**Data provided**
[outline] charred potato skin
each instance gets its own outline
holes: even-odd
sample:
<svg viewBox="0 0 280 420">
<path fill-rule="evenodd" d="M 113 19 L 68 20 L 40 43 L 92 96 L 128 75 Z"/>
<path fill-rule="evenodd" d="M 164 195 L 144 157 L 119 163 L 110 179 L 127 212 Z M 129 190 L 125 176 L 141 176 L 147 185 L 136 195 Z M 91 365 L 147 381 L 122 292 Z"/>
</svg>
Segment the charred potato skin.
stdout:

**Aim**
Please repeat every line of the entries above, character for character, with nothing left out.

**Exercise solution**
[outline] charred potato skin
each instance gets its own outline
holes: even-odd
sample:
<svg viewBox="0 0 280 420">
<path fill-rule="evenodd" d="M 113 19 L 68 20 L 40 43 L 92 96 L 128 75 Z"/>
<path fill-rule="evenodd" d="M 164 195 L 144 157 L 119 163 L 110 179 L 127 212 Z M 129 190 L 125 176 L 141 176 L 147 185 L 136 195 Z M 91 365 L 147 381 L 122 292 Z"/>
</svg>
Segment the charred potato skin.
stdout:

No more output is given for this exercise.